>> Start TASK DATA

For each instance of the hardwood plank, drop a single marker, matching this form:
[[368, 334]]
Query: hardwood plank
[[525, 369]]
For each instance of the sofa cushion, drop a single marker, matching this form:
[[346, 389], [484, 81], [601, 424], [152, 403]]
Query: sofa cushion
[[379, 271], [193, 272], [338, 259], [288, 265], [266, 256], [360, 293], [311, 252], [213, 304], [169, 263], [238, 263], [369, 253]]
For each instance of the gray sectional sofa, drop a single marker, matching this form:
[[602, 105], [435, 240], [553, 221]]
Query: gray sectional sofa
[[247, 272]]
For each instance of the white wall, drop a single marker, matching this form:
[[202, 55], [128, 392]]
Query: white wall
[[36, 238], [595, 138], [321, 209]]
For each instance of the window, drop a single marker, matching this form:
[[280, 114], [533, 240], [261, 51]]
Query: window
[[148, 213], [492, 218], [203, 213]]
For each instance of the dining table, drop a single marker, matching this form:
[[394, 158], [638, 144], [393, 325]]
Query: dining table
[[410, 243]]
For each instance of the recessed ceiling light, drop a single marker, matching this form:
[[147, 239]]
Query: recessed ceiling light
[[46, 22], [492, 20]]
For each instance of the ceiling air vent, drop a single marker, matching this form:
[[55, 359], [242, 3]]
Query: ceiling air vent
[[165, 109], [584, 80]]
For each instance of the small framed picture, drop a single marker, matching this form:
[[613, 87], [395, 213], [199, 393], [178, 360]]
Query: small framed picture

>> End TASK DATA

EXERCISE GOAL:
Lay out the lines above, from the line containing "For each instance of the recessed" through the last one, as a JSON list of strings with one string per line and blank lines omitted.

SOLVED EXERCISE:
[
  "For each instance of the recessed ceiling light, drop a single marker, matching this form:",
  "[[147, 239]]",
  "Query: recessed ceiling light",
  "[[46, 22], [492, 20]]",
  "For each instance of the ceiling air vent, drop a single marker, matching this form:",
  "[[55, 359], [242, 3]]",
  "Query: ceiling air vent",
  "[[165, 109], [584, 80]]",
  "For each instance of the small framed picture, drop a single marker, matching this form:",
  "[[613, 87], [395, 213], [199, 393], [178, 360]]",
  "Query: small framed picture"
]